- [What to work on]: Could you repeat the entries below exactly, but only from the line with "Target: man's nose" through the line with "pixel 207 241.", and without any picture?

Dataset excerpts
☆ ☆ ☆ ☆ ☆ ☆ ☆

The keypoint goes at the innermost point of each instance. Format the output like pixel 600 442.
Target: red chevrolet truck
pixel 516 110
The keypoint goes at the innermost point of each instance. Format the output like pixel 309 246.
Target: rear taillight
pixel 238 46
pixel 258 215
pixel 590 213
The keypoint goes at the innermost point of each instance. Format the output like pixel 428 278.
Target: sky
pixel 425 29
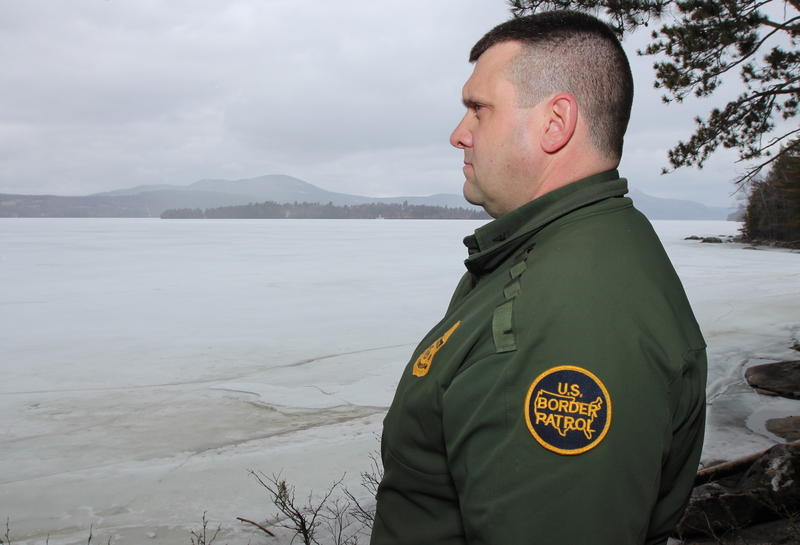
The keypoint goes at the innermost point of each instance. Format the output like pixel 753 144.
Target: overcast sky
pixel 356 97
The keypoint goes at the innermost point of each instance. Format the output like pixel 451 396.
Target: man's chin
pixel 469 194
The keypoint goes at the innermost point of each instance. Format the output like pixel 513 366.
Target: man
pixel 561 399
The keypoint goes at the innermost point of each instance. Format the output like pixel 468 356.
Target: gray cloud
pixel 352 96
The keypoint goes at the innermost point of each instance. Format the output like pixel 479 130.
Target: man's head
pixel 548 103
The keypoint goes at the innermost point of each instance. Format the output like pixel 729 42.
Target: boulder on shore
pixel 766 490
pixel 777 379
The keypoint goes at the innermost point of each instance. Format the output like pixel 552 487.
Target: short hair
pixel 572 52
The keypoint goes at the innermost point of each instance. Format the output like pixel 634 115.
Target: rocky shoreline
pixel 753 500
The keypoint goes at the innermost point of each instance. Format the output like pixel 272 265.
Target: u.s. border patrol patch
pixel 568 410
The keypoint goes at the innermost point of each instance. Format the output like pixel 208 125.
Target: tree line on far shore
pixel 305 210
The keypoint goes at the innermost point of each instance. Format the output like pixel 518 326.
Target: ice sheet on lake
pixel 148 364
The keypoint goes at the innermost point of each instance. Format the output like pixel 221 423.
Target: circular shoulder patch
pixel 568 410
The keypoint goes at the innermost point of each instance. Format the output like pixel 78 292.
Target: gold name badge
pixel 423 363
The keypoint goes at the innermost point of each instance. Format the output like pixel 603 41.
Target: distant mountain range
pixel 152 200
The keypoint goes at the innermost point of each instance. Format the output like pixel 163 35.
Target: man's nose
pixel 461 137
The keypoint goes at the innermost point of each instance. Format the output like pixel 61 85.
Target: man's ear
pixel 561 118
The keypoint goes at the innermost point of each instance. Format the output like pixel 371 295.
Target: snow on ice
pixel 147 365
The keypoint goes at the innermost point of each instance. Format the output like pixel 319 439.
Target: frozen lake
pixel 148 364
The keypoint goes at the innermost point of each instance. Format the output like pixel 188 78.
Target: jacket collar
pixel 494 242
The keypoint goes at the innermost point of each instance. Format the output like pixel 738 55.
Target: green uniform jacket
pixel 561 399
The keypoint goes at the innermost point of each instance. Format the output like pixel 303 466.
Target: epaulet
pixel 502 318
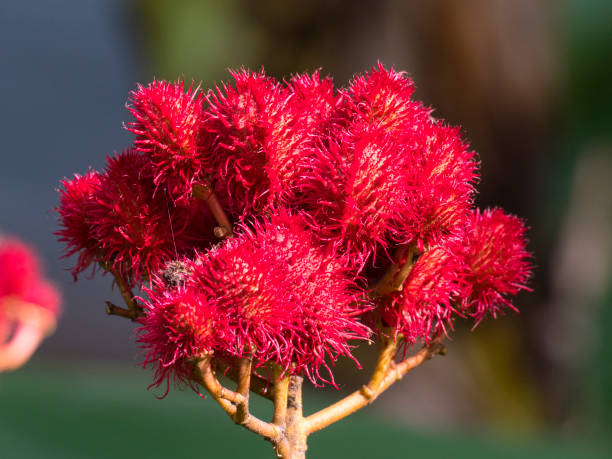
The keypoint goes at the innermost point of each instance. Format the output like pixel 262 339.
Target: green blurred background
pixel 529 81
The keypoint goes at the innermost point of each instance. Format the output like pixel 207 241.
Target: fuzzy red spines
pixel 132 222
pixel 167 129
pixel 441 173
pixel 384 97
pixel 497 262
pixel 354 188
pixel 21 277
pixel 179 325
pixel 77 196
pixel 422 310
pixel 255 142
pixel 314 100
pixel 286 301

☆ ☆ ☆ ☆ ☆ ☆ ☆

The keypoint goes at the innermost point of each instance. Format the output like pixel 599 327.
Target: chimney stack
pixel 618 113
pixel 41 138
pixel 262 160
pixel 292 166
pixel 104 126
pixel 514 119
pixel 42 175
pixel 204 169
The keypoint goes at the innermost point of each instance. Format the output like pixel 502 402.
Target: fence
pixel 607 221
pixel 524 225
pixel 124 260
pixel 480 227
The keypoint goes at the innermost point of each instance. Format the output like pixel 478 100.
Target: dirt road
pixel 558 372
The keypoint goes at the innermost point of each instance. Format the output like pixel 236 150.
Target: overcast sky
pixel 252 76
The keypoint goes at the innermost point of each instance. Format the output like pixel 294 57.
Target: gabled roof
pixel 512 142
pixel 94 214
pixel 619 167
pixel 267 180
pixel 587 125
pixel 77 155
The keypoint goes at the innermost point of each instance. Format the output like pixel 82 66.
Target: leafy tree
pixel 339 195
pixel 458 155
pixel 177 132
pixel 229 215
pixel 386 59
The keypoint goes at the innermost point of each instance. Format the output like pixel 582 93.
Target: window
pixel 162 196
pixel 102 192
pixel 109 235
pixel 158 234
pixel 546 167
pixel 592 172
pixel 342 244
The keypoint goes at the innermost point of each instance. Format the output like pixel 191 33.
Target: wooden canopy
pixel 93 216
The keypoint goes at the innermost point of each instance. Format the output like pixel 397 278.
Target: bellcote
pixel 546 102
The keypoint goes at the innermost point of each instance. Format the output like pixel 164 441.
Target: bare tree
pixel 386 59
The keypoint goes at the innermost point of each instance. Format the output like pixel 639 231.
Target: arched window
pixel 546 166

☆ ☆ ☆ ☆ ☆ ☆ ☆

- [Output of the exercise]:
Target: man's nose
pixel 461 137
The keypoint goes at the innermost point of each instance. Format the output like pixel 61 85.
Target: man's ear
pixel 561 118
The keypoint goes at the innermost point of each instance. Format the output like pixel 371 295.
Target: snow on ice
pixel 147 365
The keypoint goes at the innermost point of each instance. Format the output like pixel 319 439.
Target: frozen lake
pixel 148 364
The keypoint goes at the innermost point of each instance. Format the output like pixel 188 78.
Target: jacket collar
pixel 494 242
The keypoint goes at the innermost point of each instance. Format the output like pixel 738 55.
Target: green uniform jacket
pixel 561 399
The keypoint goes at the innermost point of each instance. Format the output like pixel 303 466.
Target: epaulet
pixel 502 318
The keypoint goes at the innermost point of each instance. Format the output like pixel 262 339.
Target: green blurred background
pixel 529 81
The keypoint goes at the innermost point of each instance. Format the output like pixel 207 241.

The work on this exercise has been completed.